DIRECTIONS FOR THIS TASK →
Pull out every line of the records below that contains the string "jacket", copying each one in full.

DATA EXTRACT →

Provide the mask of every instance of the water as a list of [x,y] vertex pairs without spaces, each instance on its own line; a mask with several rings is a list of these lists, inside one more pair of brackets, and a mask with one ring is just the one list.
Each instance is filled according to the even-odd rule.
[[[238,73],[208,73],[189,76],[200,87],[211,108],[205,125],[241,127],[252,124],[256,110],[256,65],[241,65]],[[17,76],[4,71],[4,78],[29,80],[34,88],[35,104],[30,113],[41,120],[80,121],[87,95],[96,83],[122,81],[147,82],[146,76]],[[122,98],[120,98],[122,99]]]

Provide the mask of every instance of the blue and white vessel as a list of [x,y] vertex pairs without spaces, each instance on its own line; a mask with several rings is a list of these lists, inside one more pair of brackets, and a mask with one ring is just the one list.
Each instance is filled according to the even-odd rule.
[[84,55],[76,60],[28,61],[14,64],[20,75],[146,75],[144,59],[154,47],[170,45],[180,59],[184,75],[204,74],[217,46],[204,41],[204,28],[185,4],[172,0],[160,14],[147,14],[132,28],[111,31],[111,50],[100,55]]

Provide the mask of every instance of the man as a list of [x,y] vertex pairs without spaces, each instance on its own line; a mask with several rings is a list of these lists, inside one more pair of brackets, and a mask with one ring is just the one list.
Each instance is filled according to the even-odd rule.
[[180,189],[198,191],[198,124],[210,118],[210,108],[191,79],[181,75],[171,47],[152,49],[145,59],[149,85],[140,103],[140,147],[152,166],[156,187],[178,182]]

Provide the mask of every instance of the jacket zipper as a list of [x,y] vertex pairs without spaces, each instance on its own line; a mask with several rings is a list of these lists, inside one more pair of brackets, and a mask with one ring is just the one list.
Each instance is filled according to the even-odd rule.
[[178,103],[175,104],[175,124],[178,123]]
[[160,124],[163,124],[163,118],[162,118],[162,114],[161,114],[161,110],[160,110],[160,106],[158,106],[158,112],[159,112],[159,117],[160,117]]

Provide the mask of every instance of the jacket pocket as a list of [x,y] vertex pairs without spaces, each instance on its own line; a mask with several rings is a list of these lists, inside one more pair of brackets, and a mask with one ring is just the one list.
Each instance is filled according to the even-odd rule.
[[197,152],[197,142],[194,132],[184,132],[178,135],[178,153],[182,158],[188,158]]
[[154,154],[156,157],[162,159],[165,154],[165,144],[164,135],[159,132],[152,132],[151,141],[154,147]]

EXERCISE RESULT →
Provide the mask of every instance of the jacket zipper as a list of [x,y] vertex pairs without spaces, each instance on its own line; a mask with several rings is a list of these lists, inside one more pair of brackets, and a mask with one ring is just the one list.
Provide the mask of every instance of the jacket pocket as a list of [x,y] vertex pairs without spaces, each instance on its own line; a mask with several rings is a list of these lists, inside one more pair of brackets, and a mask with one ring is just the one list.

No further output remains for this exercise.